*** Text passage

I've been considering a c-19 follow up post for a while. Around the end of May I felt my consciousness start to kick in again, at that point it had been around 70 days. June was spent coming to terms with the world around me, what had happened and how to best cope with something that would probably be ongoing for a while to come. My life now is planning every day to compensate for my new level of health, both physically and mentally.
One of the most important things to present itself to me over the past few weeks (and pushed me to finally write) was I am not alone. Maybe the world wasn't aware of the post covid complications, maybe WHO kept it quiet to avoid more panic, maybe focussing on the current, still very dangerous situation, we find ourselves all in is more the priority (btw it is, wear a mask). But covid is not a two week illness like the flu. Sure everybody's experience with it is somewhat unique, but the growing number of people that are just not well after having it is finally being exposed. They call it long-tail covid, when you're not infectious anymore, but are still undergoing a plethora of health related issues, which last for months.
I personally thought my ongoing post experience of organs not feeling quite right and severe lack of energy could have been related to something underlying which explained why I had it so bad to start with. I experienced brain fog regularly because of my migraines so assumed I was getting auras in my sleep again. I can feel my heavy lungs when I breath, I can't digest food and my heart has weird sporadic episodes of not pumping, or pumping hard.
I didn't talk about it to a great number of people, those around me were so grateful I was ok, I was grateful for that and grateful I was ok, my GP was grateful I was ok, but a quick mention in a slack channel gave me a link to a great twitter thread (thank you Kelly!) which then fortunately opened a world I didn't realise I needed.

******
*** Supplied entries

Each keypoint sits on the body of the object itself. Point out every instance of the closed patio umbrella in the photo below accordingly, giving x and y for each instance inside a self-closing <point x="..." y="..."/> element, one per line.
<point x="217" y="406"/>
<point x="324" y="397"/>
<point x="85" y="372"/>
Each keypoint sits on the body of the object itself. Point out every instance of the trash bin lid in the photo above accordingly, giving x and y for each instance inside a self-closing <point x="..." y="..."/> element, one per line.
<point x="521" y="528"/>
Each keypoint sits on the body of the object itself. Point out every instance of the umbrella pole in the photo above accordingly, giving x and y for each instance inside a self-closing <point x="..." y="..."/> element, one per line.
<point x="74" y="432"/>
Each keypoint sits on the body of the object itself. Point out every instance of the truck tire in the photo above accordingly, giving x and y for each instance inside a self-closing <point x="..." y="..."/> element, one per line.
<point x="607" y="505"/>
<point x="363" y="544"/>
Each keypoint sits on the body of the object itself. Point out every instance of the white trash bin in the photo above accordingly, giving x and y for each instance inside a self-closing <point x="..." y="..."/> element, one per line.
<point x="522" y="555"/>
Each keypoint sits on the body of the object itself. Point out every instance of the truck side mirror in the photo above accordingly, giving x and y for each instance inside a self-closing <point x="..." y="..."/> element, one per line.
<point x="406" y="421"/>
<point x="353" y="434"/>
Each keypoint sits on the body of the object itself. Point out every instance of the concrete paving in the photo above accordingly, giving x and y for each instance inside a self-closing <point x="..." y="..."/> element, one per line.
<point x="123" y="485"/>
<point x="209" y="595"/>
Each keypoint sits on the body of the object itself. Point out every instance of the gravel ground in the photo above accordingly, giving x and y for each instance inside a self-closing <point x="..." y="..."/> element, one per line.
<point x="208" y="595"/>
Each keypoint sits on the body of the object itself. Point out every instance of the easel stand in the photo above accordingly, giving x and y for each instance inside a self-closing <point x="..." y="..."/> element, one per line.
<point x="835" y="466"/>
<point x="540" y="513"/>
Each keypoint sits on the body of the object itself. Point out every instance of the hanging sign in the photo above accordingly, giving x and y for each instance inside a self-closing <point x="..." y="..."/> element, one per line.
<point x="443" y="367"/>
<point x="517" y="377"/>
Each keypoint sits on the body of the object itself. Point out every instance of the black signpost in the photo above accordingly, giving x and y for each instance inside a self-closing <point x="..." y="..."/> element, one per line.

******

■ Aim of the task: Quote the long covid post verbatim, starting with "I didn't talk" and going on through "realise I needed.".

■ Response area:
I didn't talk about it to a great number of people, those around me were so grateful I was ok, I was grateful for that and grateful I was ok, my GP was grateful I was ok, but a quick mention in a slack channel gave me a link to a great twitter thread (thank you Kelly!) which then fortunately opened a world I didn't realise I needed.